- PROBLEMS TO SOLVE:
1. According to the passage on peer abuse, whom do abusers target?
2. Continue the passage on peer abuse from its last sentence.

- PASSAGE:
____

Let’s call it what it is – Peer Abuse. With bullying, the dominant figure unsuspectingly presents as your peer, your equal and traditionally during childhood a crucial time for brain development, social skill development and confidence development.
Studies consistently show that victims of peer abuse are more likely to suffer from depression, anxiety, isolation, and fear. Often times, the abused do not confide in their parents or teachers. These feelings fester, and if left untreated, can have profound, long-term effects on a child’s social development that carries into adulthood and presents in a myriad of emotional, physical and psychological symptoms ranging from sleep and eating disorders to mental illness.
It is well understood that abusers target the vulnerable, those unlikely to retaliate. So bullies target the one in their midst who tends to be different, the one who does not have the support, the confidence or the coping skills to properly stand-up for oneself.
The child-victim is most vulnerable.
Bullies find the children who are different, the children who “do not fit in.” The taunting only emphasizes to that child that they may be different, and stresses their vulnerability with their peers.

____

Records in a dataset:

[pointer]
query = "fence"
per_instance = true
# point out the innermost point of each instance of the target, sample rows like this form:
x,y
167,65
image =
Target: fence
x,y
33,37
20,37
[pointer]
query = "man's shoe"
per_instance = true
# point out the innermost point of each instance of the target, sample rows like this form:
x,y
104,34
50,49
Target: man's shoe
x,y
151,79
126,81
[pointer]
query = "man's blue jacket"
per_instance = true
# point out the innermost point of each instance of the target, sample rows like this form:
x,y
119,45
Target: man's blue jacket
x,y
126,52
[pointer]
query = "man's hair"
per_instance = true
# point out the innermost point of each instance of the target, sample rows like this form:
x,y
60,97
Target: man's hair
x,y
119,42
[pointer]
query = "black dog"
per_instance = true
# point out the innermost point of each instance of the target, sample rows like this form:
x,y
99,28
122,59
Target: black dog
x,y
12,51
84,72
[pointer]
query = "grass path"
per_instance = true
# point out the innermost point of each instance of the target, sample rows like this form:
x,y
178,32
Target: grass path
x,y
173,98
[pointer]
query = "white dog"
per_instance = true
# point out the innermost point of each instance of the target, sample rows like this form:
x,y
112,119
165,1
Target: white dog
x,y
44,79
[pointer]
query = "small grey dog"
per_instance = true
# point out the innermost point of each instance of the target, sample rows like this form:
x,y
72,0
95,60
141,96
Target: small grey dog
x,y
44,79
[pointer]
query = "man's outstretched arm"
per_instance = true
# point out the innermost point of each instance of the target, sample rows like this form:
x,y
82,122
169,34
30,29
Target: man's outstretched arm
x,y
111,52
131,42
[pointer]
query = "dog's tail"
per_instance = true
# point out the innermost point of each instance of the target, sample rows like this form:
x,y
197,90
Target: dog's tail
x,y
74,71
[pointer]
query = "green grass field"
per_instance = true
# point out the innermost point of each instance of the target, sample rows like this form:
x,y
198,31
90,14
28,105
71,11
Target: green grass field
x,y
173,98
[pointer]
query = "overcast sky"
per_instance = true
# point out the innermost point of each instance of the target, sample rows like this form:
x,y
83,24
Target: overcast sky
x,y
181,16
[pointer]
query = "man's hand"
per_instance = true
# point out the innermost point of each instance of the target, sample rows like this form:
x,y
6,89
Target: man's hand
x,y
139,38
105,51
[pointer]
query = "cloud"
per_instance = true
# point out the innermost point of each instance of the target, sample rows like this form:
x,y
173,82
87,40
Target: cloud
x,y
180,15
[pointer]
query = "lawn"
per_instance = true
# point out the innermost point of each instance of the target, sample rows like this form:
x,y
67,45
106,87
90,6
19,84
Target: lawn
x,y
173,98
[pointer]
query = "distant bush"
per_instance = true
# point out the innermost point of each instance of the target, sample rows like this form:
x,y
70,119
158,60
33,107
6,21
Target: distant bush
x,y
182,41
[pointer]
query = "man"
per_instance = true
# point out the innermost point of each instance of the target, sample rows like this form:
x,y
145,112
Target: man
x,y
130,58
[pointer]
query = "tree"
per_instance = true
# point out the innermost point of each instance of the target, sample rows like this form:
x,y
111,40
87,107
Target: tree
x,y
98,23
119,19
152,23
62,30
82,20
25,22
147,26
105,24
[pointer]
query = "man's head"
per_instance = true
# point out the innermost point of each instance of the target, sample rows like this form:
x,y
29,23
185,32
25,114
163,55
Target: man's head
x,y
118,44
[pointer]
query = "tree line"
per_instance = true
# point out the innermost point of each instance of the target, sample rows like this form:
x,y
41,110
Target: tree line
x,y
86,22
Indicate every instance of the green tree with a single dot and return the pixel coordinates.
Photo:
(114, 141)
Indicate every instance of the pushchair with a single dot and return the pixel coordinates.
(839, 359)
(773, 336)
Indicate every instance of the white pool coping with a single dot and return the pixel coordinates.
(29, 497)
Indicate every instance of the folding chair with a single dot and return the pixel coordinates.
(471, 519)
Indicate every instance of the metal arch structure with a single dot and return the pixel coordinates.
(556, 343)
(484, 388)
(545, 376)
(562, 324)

____

- RESULTS IN ORDER:
1. They target the vulnerable, those unlikely to retaliate.

2.
Imagine that you are a displaced child – like many children living in the foster care system. If children in a familiar environment with strong family and other relationships do not vocalize the abuse to trusted adults, what are the chances a child feeling alone and unsupported will reach out for help?
Many believe some type of intimidation is a normal, childhood rite-of-passage. To many, the thought of a “bully” brings to mind the caricature of the biggest kid on the playground not picking you for his dodgeball team. But today, with the many additional electronic, and often anonymous, ways that children can be bullied, the big kid on the playground represents only a small fraction of the modern bullying reality.
But whether the bully is the big kid on the playground or the anonymous text stalker, one thing remains constant – when you consider the victims – who and why they are victims – and the long-term effects of their being victims – you clearly see that bullying is and always will be abuse.